▶ [Document segment]:
^^^^
This Week in Global Mobile | August 13, 2010
At times its difficult to keep pace with all the latest global mobile developments. I hope this selection of news stories from the past week will help you navigate the ever-growing global network of connectivity:
- On Monday Google and Verizon released a joint policy proposal urging the FCC to protect the open Internet, although it controversially asks for no regulation over all things wireless. Read Sam’s reflections here.
- Rwandan genocide survivor Samuel Dusengiyumva is leading an initiative to give every school-aged kid in the country a laptop, seeing a knowledge-based society as the way to heal Rwanda.
- Serbian authorities launched the “Digital Schools” initiative, which allots 650 million Serbian dollars ($790,000US) towards digital labs and classrooms in primary schools.
- Melissa Ulbricht takes a look at the success of the Freedom Fone and how it helped create participatory radio in Africa.
- Saudi Arabia called off its ban on BlackBerry services after reaching an agreement with the device’s manufacturer, while India became the latest country to voice its concern over the phone’s encryption techniques.
- Crowdmap is a new service provided by event-mapping platform Ushahidi which allows people with virtually no coding experience to rapidly deploy Ushahidi in emergencies.
- A doctor at Nationwide Children’s hospital significantly increases compliance rates among diabetes patients through her pilot program which sends personalized mediation reminders via SMS.
^^^^
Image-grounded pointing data
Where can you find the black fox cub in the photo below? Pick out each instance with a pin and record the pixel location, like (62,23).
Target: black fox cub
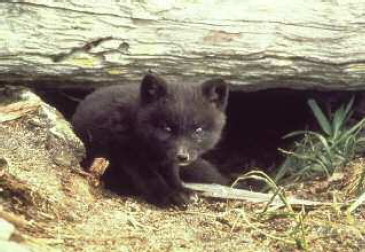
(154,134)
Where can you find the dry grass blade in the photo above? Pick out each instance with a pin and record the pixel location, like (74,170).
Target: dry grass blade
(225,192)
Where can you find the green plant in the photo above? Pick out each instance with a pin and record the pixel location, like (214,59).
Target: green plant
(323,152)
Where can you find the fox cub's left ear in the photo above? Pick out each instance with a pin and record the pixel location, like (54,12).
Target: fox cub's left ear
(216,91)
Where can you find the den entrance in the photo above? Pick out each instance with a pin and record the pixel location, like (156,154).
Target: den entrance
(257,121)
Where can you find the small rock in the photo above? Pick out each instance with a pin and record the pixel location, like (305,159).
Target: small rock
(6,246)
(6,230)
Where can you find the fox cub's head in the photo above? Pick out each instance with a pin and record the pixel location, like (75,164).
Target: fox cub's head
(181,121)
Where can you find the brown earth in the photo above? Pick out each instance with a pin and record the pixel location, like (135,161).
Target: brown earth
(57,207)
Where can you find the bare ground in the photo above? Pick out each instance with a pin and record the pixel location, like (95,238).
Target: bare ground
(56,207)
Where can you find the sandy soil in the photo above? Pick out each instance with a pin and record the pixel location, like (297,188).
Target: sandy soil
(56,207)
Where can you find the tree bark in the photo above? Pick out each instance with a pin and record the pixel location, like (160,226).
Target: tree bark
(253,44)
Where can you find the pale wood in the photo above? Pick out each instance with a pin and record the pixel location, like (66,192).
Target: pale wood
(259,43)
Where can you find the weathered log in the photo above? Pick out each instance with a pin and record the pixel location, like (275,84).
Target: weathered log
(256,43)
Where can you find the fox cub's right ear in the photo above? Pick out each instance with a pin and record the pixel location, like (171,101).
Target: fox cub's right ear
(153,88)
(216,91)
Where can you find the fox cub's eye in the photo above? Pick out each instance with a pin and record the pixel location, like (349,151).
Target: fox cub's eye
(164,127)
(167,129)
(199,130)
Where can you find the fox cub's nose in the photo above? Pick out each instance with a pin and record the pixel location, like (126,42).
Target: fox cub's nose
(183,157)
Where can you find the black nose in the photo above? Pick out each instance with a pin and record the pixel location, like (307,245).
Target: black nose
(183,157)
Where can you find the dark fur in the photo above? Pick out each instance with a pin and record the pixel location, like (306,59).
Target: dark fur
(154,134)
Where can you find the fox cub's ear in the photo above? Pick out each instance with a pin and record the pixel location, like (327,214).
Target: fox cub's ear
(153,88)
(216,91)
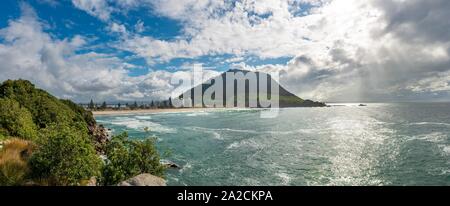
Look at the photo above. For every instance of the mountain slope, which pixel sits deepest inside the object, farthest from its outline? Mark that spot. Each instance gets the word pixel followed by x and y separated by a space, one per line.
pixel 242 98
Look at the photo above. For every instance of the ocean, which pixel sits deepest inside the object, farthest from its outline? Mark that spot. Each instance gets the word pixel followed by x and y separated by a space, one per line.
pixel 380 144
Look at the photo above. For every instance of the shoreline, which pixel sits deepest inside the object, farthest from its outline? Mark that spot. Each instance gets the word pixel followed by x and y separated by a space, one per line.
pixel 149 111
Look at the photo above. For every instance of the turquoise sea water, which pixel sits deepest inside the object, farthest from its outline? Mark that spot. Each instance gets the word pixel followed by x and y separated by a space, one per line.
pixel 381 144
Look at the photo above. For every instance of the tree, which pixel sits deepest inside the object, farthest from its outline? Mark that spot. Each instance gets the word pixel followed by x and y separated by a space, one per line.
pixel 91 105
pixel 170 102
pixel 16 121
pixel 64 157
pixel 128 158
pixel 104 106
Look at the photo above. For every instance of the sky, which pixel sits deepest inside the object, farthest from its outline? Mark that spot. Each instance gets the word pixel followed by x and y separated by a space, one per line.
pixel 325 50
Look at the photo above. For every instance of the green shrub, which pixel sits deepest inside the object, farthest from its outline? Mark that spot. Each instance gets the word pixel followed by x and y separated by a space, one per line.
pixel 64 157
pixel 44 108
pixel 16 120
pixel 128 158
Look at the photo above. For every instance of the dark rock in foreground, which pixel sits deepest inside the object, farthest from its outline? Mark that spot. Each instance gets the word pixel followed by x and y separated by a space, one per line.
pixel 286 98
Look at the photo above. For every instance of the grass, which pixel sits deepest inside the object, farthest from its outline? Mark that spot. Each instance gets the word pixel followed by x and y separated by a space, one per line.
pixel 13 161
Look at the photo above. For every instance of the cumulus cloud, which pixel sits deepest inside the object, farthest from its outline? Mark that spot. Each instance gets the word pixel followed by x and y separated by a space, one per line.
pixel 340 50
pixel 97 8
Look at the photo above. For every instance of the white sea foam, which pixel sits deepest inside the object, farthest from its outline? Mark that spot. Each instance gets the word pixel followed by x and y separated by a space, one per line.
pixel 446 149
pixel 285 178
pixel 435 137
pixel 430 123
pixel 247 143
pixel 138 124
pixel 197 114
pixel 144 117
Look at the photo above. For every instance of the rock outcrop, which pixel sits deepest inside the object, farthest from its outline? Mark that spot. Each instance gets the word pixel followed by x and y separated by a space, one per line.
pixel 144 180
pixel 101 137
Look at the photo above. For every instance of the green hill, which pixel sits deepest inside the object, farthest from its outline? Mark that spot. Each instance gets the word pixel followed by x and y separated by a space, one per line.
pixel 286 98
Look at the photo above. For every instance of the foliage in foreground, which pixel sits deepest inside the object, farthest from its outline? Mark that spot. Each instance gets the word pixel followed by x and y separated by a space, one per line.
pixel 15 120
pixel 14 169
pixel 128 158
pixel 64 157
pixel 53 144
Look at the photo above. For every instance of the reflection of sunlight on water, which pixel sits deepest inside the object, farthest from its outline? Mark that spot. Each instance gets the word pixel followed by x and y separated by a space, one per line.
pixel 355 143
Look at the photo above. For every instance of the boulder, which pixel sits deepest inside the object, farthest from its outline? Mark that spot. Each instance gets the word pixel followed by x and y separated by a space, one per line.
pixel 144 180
^^^^
▶ [Tasks to carry out]:
1. In the mobile news roundup, who is leading the effort to give every school-aged kid in Rwanda a laptop?
2. List every country that the mobile news roundup mentions by name.
The rows have no role in this work.

▶ [Solution set]:
1. Samuel Dusengiyumva

2. Rwanda, Serbia, Saudi Arabia, India